→ **Exercise details**: Count the lines in the entries below that contain the string "vent" with matching case, and reply with the number alone.
start Raw data
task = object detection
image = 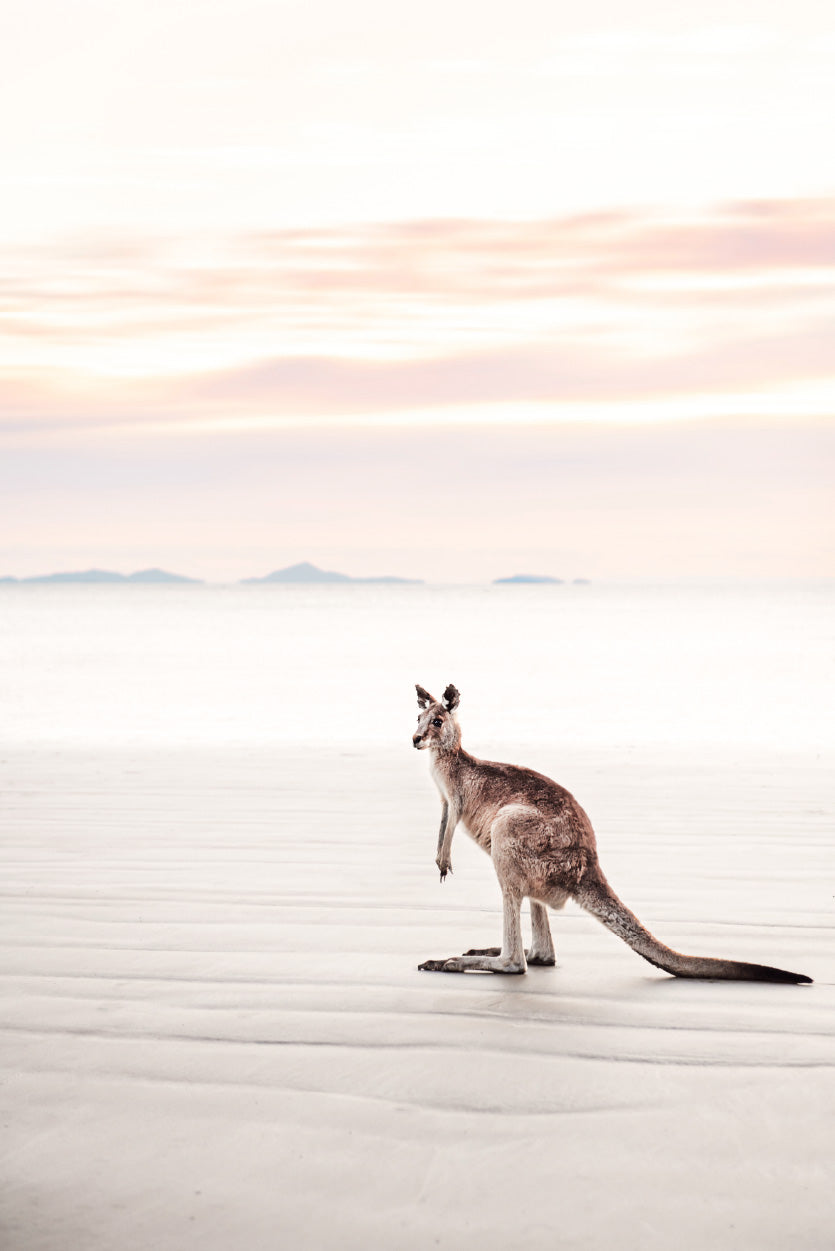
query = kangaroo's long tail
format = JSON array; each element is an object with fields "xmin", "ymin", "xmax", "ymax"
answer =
[{"xmin": 572, "ymin": 869, "xmax": 811, "ymax": 982}]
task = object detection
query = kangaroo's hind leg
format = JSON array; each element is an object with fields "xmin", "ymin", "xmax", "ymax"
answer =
[
  {"xmin": 526, "ymin": 899, "xmax": 557, "ymax": 966},
  {"xmin": 418, "ymin": 889, "xmax": 527, "ymax": 973},
  {"xmin": 464, "ymin": 899, "xmax": 565, "ymax": 967}
]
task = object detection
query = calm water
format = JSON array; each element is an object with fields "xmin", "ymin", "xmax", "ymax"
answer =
[{"xmin": 0, "ymin": 584, "xmax": 835, "ymax": 756}]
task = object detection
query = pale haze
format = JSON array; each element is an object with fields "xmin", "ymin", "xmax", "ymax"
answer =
[{"xmin": 0, "ymin": 3, "xmax": 835, "ymax": 582}]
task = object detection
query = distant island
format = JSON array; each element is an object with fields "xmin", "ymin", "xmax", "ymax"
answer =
[
  {"xmin": 0, "ymin": 569, "xmax": 202, "ymax": 583},
  {"xmin": 240, "ymin": 560, "xmax": 422, "ymax": 584},
  {"xmin": 493, "ymin": 573, "xmax": 565, "ymax": 587}
]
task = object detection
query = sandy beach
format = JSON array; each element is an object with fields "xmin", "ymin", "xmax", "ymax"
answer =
[{"xmin": 0, "ymin": 740, "xmax": 835, "ymax": 1251}]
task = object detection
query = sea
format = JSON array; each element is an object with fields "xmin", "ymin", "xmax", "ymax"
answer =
[{"xmin": 0, "ymin": 582, "xmax": 835, "ymax": 758}]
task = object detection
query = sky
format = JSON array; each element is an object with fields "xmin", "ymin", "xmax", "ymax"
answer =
[{"xmin": 0, "ymin": 0, "xmax": 835, "ymax": 582}]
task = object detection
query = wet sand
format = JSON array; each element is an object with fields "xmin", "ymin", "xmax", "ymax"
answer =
[{"xmin": 0, "ymin": 744, "xmax": 835, "ymax": 1251}]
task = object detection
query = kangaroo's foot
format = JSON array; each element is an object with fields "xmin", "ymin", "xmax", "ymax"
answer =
[
  {"xmin": 418, "ymin": 947, "xmax": 525, "ymax": 973},
  {"xmin": 464, "ymin": 947, "xmax": 557, "ymax": 968}
]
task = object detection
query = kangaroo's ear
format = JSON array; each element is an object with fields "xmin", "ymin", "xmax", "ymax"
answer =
[
  {"xmin": 443, "ymin": 683, "xmax": 461, "ymax": 712},
  {"xmin": 414, "ymin": 683, "xmax": 438, "ymax": 708}
]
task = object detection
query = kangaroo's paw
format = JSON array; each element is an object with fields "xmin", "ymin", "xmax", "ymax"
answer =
[{"xmin": 418, "ymin": 956, "xmax": 525, "ymax": 973}]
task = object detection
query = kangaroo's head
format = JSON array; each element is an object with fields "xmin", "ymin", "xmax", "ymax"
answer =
[{"xmin": 412, "ymin": 684, "xmax": 461, "ymax": 752}]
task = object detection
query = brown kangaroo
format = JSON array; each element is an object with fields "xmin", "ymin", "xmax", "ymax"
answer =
[{"xmin": 412, "ymin": 686, "xmax": 811, "ymax": 982}]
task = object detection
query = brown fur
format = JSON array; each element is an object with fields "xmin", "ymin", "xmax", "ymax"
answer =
[{"xmin": 412, "ymin": 684, "xmax": 811, "ymax": 982}]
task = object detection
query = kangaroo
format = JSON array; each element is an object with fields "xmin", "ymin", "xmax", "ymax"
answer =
[{"xmin": 412, "ymin": 684, "xmax": 811, "ymax": 982}]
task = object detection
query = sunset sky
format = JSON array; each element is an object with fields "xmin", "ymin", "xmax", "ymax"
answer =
[{"xmin": 0, "ymin": 0, "xmax": 835, "ymax": 580}]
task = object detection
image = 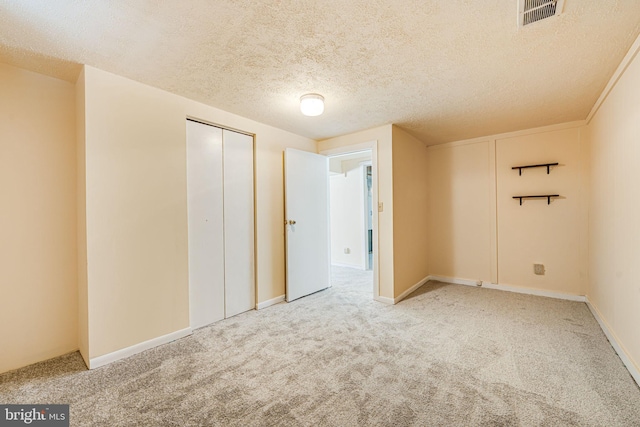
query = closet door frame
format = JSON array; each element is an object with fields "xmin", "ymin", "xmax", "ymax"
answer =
[{"xmin": 185, "ymin": 116, "xmax": 258, "ymax": 329}]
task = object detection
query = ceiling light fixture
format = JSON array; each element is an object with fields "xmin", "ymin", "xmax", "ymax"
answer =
[{"xmin": 300, "ymin": 93, "xmax": 324, "ymax": 116}]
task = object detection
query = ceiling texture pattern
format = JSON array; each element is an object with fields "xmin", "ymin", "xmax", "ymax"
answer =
[{"xmin": 0, "ymin": 0, "xmax": 640, "ymax": 145}]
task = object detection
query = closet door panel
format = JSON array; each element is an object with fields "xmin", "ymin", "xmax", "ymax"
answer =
[
  {"xmin": 187, "ymin": 121, "xmax": 224, "ymax": 329},
  {"xmin": 223, "ymin": 130, "xmax": 255, "ymax": 317}
]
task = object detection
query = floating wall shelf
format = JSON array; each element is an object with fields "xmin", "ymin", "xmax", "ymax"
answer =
[
  {"xmin": 511, "ymin": 163, "xmax": 558, "ymax": 176},
  {"xmin": 513, "ymin": 194, "xmax": 560, "ymax": 206}
]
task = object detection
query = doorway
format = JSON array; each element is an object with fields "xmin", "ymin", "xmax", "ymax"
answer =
[{"xmin": 326, "ymin": 148, "xmax": 379, "ymax": 298}]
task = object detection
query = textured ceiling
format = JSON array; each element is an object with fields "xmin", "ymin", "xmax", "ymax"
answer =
[{"xmin": 0, "ymin": 0, "xmax": 640, "ymax": 144}]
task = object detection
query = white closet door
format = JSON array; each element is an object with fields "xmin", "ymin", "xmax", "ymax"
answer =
[
  {"xmin": 222, "ymin": 130, "xmax": 255, "ymax": 317},
  {"xmin": 187, "ymin": 121, "xmax": 224, "ymax": 328}
]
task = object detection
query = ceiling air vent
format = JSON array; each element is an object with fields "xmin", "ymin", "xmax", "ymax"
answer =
[{"xmin": 518, "ymin": 0, "xmax": 564, "ymax": 27}]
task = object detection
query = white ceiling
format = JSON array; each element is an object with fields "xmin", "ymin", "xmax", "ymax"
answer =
[{"xmin": 0, "ymin": 0, "xmax": 640, "ymax": 144}]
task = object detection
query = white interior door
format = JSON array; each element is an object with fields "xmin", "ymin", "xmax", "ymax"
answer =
[
  {"xmin": 222, "ymin": 129, "xmax": 256, "ymax": 317},
  {"xmin": 284, "ymin": 148, "xmax": 330, "ymax": 302},
  {"xmin": 187, "ymin": 121, "xmax": 224, "ymax": 329}
]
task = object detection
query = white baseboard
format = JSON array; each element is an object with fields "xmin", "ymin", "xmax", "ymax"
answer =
[
  {"xmin": 89, "ymin": 328, "xmax": 191, "ymax": 369},
  {"xmin": 479, "ymin": 282, "xmax": 587, "ymax": 302},
  {"xmin": 256, "ymin": 295, "xmax": 284, "ymax": 310},
  {"xmin": 373, "ymin": 296, "xmax": 393, "ymax": 305},
  {"xmin": 393, "ymin": 276, "xmax": 431, "ymax": 304},
  {"xmin": 429, "ymin": 276, "xmax": 586, "ymax": 302},
  {"xmin": 428, "ymin": 275, "xmax": 477, "ymax": 286},
  {"xmin": 585, "ymin": 298, "xmax": 640, "ymax": 386}
]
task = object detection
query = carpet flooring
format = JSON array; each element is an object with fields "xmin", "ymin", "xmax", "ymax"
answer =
[{"xmin": 0, "ymin": 268, "xmax": 640, "ymax": 426}]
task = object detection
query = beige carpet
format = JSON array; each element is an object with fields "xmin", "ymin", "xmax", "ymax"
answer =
[{"xmin": 0, "ymin": 268, "xmax": 640, "ymax": 426}]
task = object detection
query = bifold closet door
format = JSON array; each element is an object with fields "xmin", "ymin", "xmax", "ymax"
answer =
[
  {"xmin": 187, "ymin": 121, "xmax": 225, "ymax": 329},
  {"xmin": 222, "ymin": 129, "xmax": 255, "ymax": 317}
]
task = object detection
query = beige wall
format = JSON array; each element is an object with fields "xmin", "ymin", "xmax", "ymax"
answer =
[
  {"xmin": 428, "ymin": 123, "xmax": 588, "ymax": 295},
  {"xmin": 0, "ymin": 64, "xmax": 78, "ymax": 372},
  {"xmin": 393, "ymin": 126, "xmax": 429, "ymax": 297},
  {"xmin": 587, "ymin": 42, "xmax": 640, "ymax": 370},
  {"xmin": 329, "ymin": 164, "xmax": 366, "ymax": 270},
  {"xmin": 318, "ymin": 125, "xmax": 394, "ymax": 299},
  {"xmin": 496, "ymin": 127, "xmax": 587, "ymax": 295},
  {"xmin": 75, "ymin": 69, "xmax": 89, "ymax": 366},
  {"xmin": 84, "ymin": 67, "xmax": 316, "ymax": 358},
  {"xmin": 426, "ymin": 141, "xmax": 495, "ymax": 281}
]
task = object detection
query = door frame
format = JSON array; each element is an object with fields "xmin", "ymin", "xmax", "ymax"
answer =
[{"xmin": 318, "ymin": 140, "xmax": 380, "ymax": 300}]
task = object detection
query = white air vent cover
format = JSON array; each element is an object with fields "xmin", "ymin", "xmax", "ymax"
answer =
[{"xmin": 518, "ymin": 0, "xmax": 564, "ymax": 27}]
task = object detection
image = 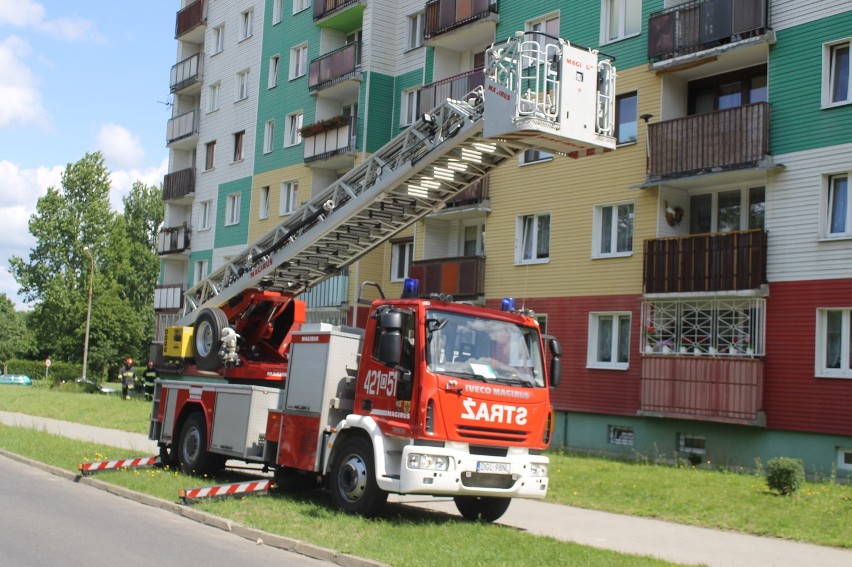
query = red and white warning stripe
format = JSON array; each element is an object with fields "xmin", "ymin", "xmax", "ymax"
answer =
[
  {"xmin": 77, "ymin": 456, "xmax": 160, "ymax": 474},
  {"xmin": 178, "ymin": 480, "xmax": 274, "ymax": 501}
]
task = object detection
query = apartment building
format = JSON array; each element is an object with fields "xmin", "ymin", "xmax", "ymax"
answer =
[{"xmin": 155, "ymin": 0, "xmax": 852, "ymax": 476}]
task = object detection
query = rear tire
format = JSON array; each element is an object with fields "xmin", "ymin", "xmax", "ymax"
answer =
[
  {"xmin": 453, "ymin": 496, "xmax": 512, "ymax": 522},
  {"xmin": 192, "ymin": 307, "xmax": 228, "ymax": 371}
]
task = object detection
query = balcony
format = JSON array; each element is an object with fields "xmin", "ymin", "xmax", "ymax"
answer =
[
  {"xmin": 314, "ymin": 0, "xmax": 366, "ymax": 33},
  {"xmin": 638, "ymin": 356, "xmax": 764, "ymax": 426},
  {"xmin": 169, "ymin": 53, "xmax": 202, "ymax": 94},
  {"xmin": 644, "ymin": 230, "xmax": 768, "ymax": 294},
  {"xmin": 157, "ymin": 225, "xmax": 192, "ymax": 255},
  {"xmin": 163, "ymin": 167, "xmax": 195, "ymax": 201},
  {"xmin": 420, "ymin": 69, "xmax": 485, "ymax": 114},
  {"xmin": 166, "ymin": 110, "xmax": 199, "ymax": 149},
  {"xmin": 408, "ymin": 256, "xmax": 485, "ymax": 299},
  {"xmin": 648, "ymin": 0, "xmax": 769, "ymax": 63},
  {"xmin": 308, "ymin": 41, "xmax": 361, "ymax": 96},
  {"xmin": 648, "ymin": 102, "xmax": 771, "ymax": 181},
  {"xmin": 424, "ymin": 0, "xmax": 499, "ymax": 51},
  {"xmin": 302, "ymin": 116, "xmax": 358, "ymax": 169},
  {"xmin": 175, "ymin": 0, "xmax": 207, "ymax": 43},
  {"xmin": 154, "ymin": 284, "xmax": 184, "ymax": 311}
]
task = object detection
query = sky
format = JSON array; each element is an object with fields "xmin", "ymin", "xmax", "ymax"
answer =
[{"xmin": 0, "ymin": 0, "xmax": 181, "ymax": 309}]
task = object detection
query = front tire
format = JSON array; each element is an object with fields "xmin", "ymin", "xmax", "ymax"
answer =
[
  {"xmin": 453, "ymin": 496, "xmax": 512, "ymax": 522},
  {"xmin": 330, "ymin": 436, "xmax": 388, "ymax": 518}
]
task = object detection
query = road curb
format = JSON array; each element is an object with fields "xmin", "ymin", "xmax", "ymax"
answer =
[{"xmin": 0, "ymin": 449, "xmax": 392, "ymax": 567}]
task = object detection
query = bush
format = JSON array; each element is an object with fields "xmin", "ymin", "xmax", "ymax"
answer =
[{"xmin": 766, "ymin": 457, "xmax": 805, "ymax": 496}]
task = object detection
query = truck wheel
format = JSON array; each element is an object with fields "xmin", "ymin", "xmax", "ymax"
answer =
[
  {"xmin": 177, "ymin": 412, "xmax": 225, "ymax": 475},
  {"xmin": 192, "ymin": 307, "xmax": 228, "ymax": 370},
  {"xmin": 453, "ymin": 496, "xmax": 512, "ymax": 522},
  {"xmin": 330, "ymin": 437, "xmax": 388, "ymax": 517}
]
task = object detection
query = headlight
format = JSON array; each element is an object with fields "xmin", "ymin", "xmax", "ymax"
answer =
[
  {"xmin": 408, "ymin": 453, "xmax": 450, "ymax": 471},
  {"xmin": 530, "ymin": 463, "xmax": 547, "ymax": 477}
]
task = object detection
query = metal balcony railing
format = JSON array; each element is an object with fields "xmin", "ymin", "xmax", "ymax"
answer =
[
  {"xmin": 163, "ymin": 167, "xmax": 195, "ymax": 201},
  {"xmin": 175, "ymin": 0, "xmax": 204, "ymax": 39},
  {"xmin": 408, "ymin": 256, "xmax": 485, "ymax": 299},
  {"xmin": 648, "ymin": 102, "xmax": 771, "ymax": 179},
  {"xmin": 169, "ymin": 53, "xmax": 201, "ymax": 93},
  {"xmin": 644, "ymin": 229, "xmax": 768, "ymax": 293},
  {"xmin": 420, "ymin": 69, "xmax": 485, "ymax": 114},
  {"xmin": 424, "ymin": 0, "xmax": 498, "ymax": 39},
  {"xmin": 166, "ymin": 110, "xmax": 198, "ymax": 144},
  {"xmin": 648, "ymin": 0, "xmax": 769, "ymax": 62},
  {"xmin": 308, "ymin": 41, "xmax": 361, "ymax": 91}
]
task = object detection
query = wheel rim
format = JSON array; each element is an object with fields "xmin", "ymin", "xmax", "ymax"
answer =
[{"xmin": 337, "ymin": 455, "xmax": 367, "ymax": 502}]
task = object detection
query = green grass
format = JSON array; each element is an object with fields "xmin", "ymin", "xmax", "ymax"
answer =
[{"xmin": 0, "ymin": 387, "xmax": 852, "ymax": 548}]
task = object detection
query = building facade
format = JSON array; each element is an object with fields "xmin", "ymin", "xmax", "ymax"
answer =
[{"xmin": 155, "ymin": 0, "xmax": 852, "ymax": 476}]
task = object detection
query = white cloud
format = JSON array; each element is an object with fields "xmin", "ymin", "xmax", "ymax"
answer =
[
  {"xmin": 98, "ymin": 124, "xmax": 145, "ymax": 169},
  {"xmin": 0, "ymin": 37, "xmax": 48, "ymax": 130}
]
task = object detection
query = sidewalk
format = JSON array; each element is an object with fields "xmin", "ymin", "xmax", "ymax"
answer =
[{"xmin": 0, "ymin": 411, "xmax": 852, "ymax": 567}]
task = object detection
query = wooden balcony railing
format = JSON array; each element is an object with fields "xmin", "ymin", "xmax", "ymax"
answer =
[
  {"xmin": 648, "ymin": 102, "xmax": 770, "ymax": 180},
  {"xmin": 644, "ymin": 230, "xmax": 767, "ymax": 293},
  {"xmin": 639, "ymin": 355, "xmax": 763, "ymax": 425},
  {"xmin": 408, "ymin": 256, "xmax": 485, "ymax": 299},
  {"xmin": 314, "ymin": 0, "xmax": 364, "ymax": 21},
  {"xmin": 424, "ymin": 0, "xmax": 498, "ymax": 39},
  {"xmin": 169, "ymin": 53, "xmax": 201, "ymax": 93},
  {"xmin": 166, "ymin": 110, "xmax": 198, "ymax": 144},
  {"xmin": 157, "ymin": 225, "xmax": 192, "ymax": 254},
  {"xmin": 154, "ymin": 284, "xmax": 184, "ymax": 311},
  {"xmin": 648, "ymin": 0, "xmax": 769, "ymax": 61},
  {"xmin": 308, "ymin": 41, "xmax": 361, "ymax": 91},
  {"xmin": 175, "ymin": 0, "xmax": 204, "ymax": 39},
  {"xmin": 420, "ymin": 69, "xmax": 485, "ymax": 114},
  {"xmin": 163, "ymin": 167, "xmax": 195, "ymax": 201}
]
end Raw data
→ **Result for this exercise**: 2